-- Listed records start --

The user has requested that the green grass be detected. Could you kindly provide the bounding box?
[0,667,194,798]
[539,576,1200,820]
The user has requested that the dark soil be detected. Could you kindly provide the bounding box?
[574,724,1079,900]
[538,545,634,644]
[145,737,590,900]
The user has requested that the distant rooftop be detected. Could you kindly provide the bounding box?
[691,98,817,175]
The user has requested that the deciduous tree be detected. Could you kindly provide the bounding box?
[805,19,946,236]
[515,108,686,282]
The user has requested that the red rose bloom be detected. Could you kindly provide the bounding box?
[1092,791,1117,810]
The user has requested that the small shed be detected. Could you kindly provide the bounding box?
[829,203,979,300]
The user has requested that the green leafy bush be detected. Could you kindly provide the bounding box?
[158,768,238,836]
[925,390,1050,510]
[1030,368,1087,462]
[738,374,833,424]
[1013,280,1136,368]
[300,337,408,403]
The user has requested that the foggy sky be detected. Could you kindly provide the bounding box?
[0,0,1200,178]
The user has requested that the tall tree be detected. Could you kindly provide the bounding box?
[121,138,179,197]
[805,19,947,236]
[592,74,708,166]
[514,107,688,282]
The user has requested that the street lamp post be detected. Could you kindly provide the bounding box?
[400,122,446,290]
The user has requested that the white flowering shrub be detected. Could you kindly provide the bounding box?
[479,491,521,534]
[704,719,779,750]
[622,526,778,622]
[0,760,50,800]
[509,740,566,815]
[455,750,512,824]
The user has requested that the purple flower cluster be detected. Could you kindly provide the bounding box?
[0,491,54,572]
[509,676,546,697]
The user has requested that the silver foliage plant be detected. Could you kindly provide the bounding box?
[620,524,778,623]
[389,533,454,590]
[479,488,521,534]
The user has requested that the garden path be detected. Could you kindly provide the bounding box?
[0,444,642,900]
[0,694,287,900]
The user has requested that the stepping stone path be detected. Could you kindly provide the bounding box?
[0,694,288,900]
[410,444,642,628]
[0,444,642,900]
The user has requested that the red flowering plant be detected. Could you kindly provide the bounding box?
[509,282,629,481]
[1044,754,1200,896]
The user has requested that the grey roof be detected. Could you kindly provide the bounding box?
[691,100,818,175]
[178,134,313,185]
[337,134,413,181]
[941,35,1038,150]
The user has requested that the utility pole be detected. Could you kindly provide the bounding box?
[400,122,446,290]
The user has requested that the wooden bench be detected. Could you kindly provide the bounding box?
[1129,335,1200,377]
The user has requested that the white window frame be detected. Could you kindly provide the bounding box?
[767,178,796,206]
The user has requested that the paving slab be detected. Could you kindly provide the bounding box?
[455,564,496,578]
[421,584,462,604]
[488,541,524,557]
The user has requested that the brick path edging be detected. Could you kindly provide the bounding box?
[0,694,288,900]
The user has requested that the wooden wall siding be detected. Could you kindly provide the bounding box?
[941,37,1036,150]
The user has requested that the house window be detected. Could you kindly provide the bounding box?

-- Listed records end --

Please copy out all of the records above word for word, line by line, without changing anything.

● Expected answer
The user has requested that the green grass be detected. Could you kindly provide the bounding box?
[0,667,194,798]
[539,576,1200,820]
The user has requested that the dark soil be detected. Could you kindly provide the bounding box?
[574,724,1079,900]
[538,545,634,644]
[145,737,590,900]
The user has requested that the distant rooftop be detected. Could you kindly provide the bounding box?
[691,98,817,175]
The user has requested that the deciduous tree be detected. Could you kindly provide the bounding box?
[805,19,946,236]
[515,108,686,282]
The user has requested that the red rose bloom be detected. Could you kindly provide the bounding box?
[1092,791,1117,810]
The user has requested that the small shed be detected. Could you kindly provide the bounding box?
[829,203,979,300]
The user has requested that the green leafy bush be detected. Could you kindly provide the bounding box?
[158,768,238,836]
[925,390,1050,510]
[1030,368,1087,462]
[738,374,833,424]
[1013,280,1136,368]
[300,337,408,403]
The user has requested that the foggy sky be detected. Could you kindly provide the bounding box?
[0,0,1200,178]
The user has requested that the tall tree be detected. Could you kindly provide the bounding box?
[121,138,179,197]
[805,19,947,236]
[592,74,708,166]
[514,107,688,282]
The user has requested that the street lamp post be detected. Could you kindly provide the bounding box?
[400,122,446,290]
The user has requested that the white flowering shrub be detected. Could you kindly provide the bounding box?
[479,491,521,534]
[704,719,779,750]
[622,526,778,622]
[0,760,50,800]
[509,740,566,815]
[455,750,512,824]
The user has requested that the purple flower cluster be detected. Could you kindly provide the bounding box?
[0,491,54,572]
[509,676,546,697]
The user has requested that the silver foliage plant be detected. Could you kindly provide the bounding box?
[620,524,778,623]
[389,533,454,590]
[479,488,521,534]
The user has requested that the garden path be detected. Could you kindly provide the bounding box?
[0,444,642,900]
[0,694,287,900]
The user has requested that the stepping stone path be detected. Could you kindly provide the bounding box?
[0,694,288,900]
[410,444,642,628]
[0,444,642,900]
The user has requested that the red flowering plant be detected. Could you kindly provide the bounding box?
[509,282,629,481]
[1044,754,1200,896]
The user has requested that the grey roof be detected. Could you kindly provide the bounding box?
[691,100,818,175]
[178,134,313,185]
[337,134,413,181]
[941,35,1038,150]
The user has requested that the utility pole be detected. Could you kindly provide the bounding box?
[400,122,446,290]
The user has requested that the wooden bench be detected. Could you kindly provide the bounding box?
[1129,335,1200,377]
The user has requested that the white window frame be detected. Could you kindly provide the bounding box?
[767,178,796,206]
The user has requested that the paving slab be detected. Could you kindly provide the bounding box?
[455,564,496,578]
[421,584,462,604]
[488,541,524,557]
The user has requested that the brick path edging be detected. Could you kindly provide the bounding box?
[0,694,288,900]
The user has requested that the wooden wall siding be detected. Could you kindly provide the bounding box?
[941,37,1036,150]
The user has requested that the house window be detected. Could you kindly provide the bounding box?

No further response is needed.